> [MATERIAL FOR THIS EXERCISE]:
◇ ◇ ◇

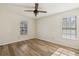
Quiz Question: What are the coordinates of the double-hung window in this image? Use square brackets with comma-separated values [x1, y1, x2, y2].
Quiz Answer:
[62, 16, 77, 39]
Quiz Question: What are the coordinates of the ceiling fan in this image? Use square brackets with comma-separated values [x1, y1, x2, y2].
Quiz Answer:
[24, 3, 47, 16]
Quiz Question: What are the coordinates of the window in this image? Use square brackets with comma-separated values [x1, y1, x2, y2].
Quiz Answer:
[20, 21, 27, 35]
[62, 16, 77, 39]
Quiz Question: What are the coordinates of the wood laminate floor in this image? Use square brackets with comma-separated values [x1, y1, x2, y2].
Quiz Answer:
[0, 39, 79, 56]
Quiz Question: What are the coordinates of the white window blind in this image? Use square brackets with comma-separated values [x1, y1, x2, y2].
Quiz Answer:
[62, 16, 77, 39]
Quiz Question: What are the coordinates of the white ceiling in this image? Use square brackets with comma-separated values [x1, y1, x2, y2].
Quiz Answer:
[0, 3, 79, 18]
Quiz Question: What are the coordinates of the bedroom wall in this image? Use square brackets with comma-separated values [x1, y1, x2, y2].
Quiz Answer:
[0, 6, 35, 45]
[37, 9, 79, 49]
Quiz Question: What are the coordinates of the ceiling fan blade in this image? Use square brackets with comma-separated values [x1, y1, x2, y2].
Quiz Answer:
[24, 10, 33, 12]
[38, 11, 47, 13]
[35, 3, 38, 10]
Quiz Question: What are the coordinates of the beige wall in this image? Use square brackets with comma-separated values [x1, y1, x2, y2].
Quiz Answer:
[0, 7, 35, 45]
[37, 9, 79, 49]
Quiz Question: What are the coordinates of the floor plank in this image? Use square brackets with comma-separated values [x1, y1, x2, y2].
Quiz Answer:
[0, 39, 79, 56]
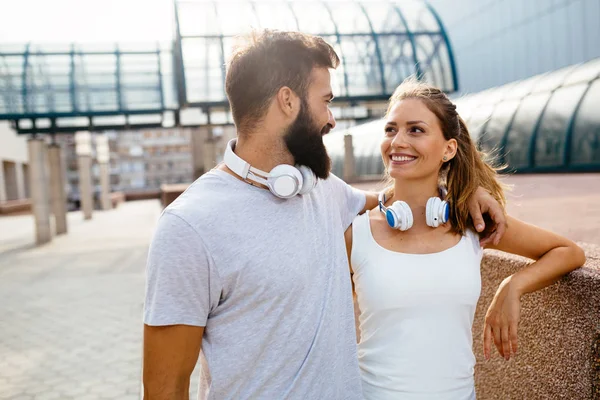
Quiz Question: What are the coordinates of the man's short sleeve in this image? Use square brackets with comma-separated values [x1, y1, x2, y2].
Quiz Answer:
[144, 211, 221, 326]
[327, 174, 367, 230]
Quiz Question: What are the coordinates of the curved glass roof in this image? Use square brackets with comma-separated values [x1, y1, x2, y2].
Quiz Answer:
[0, 0, 458, 133]
[175, 0, 458, 105]
[324, 58, 600, 178]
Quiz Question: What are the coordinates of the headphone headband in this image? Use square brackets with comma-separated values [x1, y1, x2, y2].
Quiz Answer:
[223, 139, 317, 199]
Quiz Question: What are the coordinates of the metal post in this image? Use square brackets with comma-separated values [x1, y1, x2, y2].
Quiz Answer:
[27, 138, 52, 245]
[75, 132, 94, 219]
[96, 135, 112, 210]
[344, 135, 356, 183]
[48, 143, 67, 235]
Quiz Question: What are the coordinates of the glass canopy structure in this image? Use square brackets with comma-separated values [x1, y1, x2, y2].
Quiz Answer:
[325, 58, 600, 179]
[176, 0, 458, 105]
[0, 0, 458, 133]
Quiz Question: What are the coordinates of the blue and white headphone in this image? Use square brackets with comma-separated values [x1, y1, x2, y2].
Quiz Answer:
[223, 139, 317, 199]
[379, 192, 450, 231]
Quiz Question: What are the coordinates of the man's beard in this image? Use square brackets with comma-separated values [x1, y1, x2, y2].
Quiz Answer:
[283, 101, 331, 179]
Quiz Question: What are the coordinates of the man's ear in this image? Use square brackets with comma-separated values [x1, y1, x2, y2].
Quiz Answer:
[276, 86, 300, 118]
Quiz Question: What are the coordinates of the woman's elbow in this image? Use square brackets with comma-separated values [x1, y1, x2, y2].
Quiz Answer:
[569, 243, 586, 269]
[575, 245, 587, 267]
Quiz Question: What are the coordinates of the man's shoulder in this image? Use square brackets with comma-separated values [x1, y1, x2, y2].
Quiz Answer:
[164, 170, 255, 231]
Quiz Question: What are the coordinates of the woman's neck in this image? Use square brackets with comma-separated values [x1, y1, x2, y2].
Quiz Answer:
[388, 177, 439, 229]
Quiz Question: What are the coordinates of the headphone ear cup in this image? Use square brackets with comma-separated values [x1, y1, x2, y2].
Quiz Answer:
[425, 197, 449, 228]
[296, 165, 317, 194]
[386, 200, 413, 231]
[267, 164, 304, 199]
[402, 201, 413, 231]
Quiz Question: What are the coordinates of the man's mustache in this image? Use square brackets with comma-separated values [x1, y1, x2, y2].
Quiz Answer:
[321, 124, 333, 136]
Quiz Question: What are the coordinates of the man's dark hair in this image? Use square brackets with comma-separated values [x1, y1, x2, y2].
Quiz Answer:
[225, 30, 340, 131]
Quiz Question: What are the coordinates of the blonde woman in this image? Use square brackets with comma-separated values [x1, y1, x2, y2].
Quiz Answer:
[346, 79, 585, 400]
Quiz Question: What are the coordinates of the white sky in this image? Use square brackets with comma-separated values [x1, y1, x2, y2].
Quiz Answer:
[0, 0, 173, 45]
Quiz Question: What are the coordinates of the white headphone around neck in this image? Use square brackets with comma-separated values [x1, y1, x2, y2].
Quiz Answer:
[223, 139, 317, 199]
[379, 192, 450, 231]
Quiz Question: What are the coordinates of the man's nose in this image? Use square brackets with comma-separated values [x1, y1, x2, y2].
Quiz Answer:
[327, 108, 335, 129]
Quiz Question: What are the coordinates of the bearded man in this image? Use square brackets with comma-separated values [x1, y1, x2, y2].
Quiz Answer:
[143, 30, 504, 400]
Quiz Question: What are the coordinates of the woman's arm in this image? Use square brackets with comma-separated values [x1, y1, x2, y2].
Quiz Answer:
[344, 225, 354, 276]
[483, 217, 585, 360]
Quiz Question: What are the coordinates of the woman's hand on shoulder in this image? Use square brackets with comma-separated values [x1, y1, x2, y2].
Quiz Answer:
[469, 186, 506, 247]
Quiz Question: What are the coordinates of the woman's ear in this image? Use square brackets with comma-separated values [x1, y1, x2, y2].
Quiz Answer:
[442, 139, 458, 162]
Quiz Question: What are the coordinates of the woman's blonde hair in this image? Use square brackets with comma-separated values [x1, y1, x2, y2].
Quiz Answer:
[386, 77, 506, 235]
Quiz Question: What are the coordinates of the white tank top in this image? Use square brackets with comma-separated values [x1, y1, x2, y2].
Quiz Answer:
[351, 212, 483, 400]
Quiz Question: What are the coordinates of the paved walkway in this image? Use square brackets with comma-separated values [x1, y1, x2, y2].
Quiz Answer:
[0, 174, 600, 400]
[0, 201, 160, 400]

◇ ◇ ◇

Write out the lines word for word, beginning at the line that contains "Quiz Question: What are the coordinates of the woman's arm" and stopping after the line that contains "[469, 186, 506, 247]".

> [TASK SOLUTION]:
Quiz Question: What are the coordinates of the woman's arm in this image? Use square brackets with comma-separated values [x1, y1, x2, y2].
Quiz Answer:
[344, 225, 354, 276]
[483, 217, 585, 360]
Quiz Question: What are the coordinates of the woman's hand on shoulder in this image? Use square brackets with comma-separated values [x1, y1, x2, y2].
Quiz Answer:
[469, 186, 506, 247]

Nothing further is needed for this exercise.